Да, он одинок, он бесконечно одинок; они с Ильиным знают то же, что написал о неизбежной встрече в ином мире Достоевский возле гроба первой жены: «Маша лежит на столе…» Но тогда Фёдору Михайловичу было сорок лет, а Ивану Сергеевичу — шестьдесят, и прожиты они в условиях невиданных потрясений, которые предсказал великий предшественник, почти современник. Он умер, когда семилетний Ваня Шмелёв готовился к поступлению в гимназию…
Да, одинок на излёте жизни. Он «бесконечно одинок» и молит Бога о скорейшей встрече — Там.
Но вот это письмо среди прочей корреспонденции: «Кажется, и в Голландии не забывают бедолаг, русских литераторов!»
Иван Сергеевич внимательно перечитал адрес на конверте: «Le Renaissanse, 73, Avenue des Champs-Elysees, Paris, 16». Как всегда, с пометкой редакции: «От читат.». А вот и письмо (цветная почтовая бумага), помечено 9 июня 1939 года.
Писала женщина. Обращение к нему, довольно велеречивое: «Искренно чтимый, душевно любимый… По непреодолимому желанию выразить Вам преклонение моё перед Вами…» — только пробежал глазами, почти не воспринимая, взгляд задержал на существенном:
«…Когда мне тяжело на душе, я беру Ваши книжки, и т. к. в них не лицемерная правда, а Душа, то становится и легко, и ясно. И это Ваши «Лето Господне» и «Богомолье» были моими подготовителями и к Посту, и к Св. Пасхе. Увы, наши «батюшки» редко бывают истинно духовны, и часто не находишь у них того Духа, которым жила Русь. Читая Вас, я и моя семья чувствовали всё таким своим, родным, русским до последнего вздоха. И Вашего батюшку, такого прекрасного, так рано погибшего, и старенького Горкина, и Вас, ребёнка, мы любим, как любят своих близких. Простите мне, что так пишу, что всё выходит как-то, может быть, шаблонно. Но верьте, что от искреннего сердца идут мои слова…»

> _Что нужно сделать_: Почему, как сказано в отрывке, автору письма становится легко и ясно, когда ей тяжело на душе и она берёт книги Ивана Сергеевича? Ответьте одним предложением.

> _Извлечённые данные_:
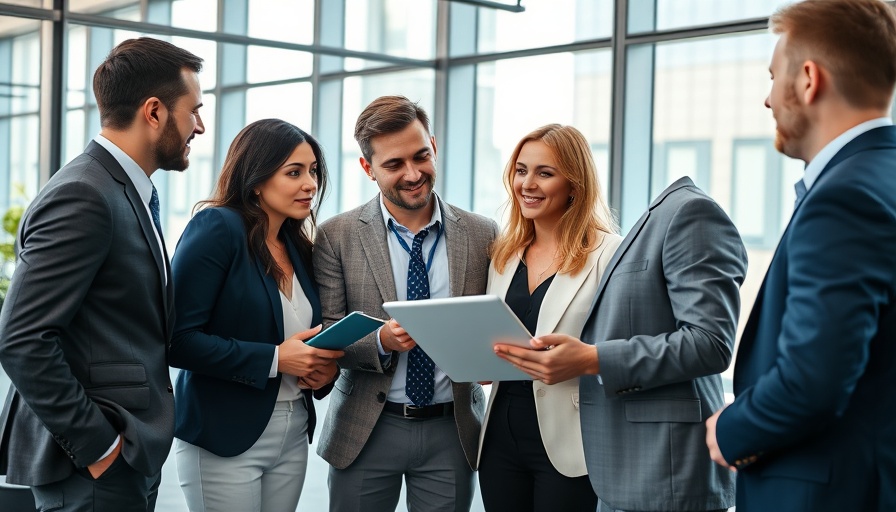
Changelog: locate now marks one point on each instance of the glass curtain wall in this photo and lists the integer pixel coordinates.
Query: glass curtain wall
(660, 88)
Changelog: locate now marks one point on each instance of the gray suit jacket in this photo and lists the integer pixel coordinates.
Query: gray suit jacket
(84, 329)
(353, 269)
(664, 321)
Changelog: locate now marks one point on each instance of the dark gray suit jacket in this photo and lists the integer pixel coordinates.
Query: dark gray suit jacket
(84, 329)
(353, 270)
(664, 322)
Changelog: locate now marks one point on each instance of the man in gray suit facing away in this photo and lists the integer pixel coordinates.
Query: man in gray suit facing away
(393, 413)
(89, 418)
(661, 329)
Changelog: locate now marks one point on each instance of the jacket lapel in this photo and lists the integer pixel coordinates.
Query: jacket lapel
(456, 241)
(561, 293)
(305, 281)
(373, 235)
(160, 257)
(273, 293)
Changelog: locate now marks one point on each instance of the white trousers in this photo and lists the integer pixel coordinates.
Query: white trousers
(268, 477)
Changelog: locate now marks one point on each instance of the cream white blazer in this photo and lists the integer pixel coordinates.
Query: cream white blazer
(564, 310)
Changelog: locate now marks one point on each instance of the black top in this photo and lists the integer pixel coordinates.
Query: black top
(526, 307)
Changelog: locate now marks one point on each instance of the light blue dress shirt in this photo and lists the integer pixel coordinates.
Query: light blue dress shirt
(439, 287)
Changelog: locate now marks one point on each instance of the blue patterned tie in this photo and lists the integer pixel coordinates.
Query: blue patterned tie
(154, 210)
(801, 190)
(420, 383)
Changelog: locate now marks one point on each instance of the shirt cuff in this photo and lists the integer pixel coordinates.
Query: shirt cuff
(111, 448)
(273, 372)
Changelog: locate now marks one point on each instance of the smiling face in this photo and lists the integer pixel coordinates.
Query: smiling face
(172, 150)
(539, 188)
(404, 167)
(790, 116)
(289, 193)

> _Ответ_: Потому что в его книгах не лицемерная правда, а Душа.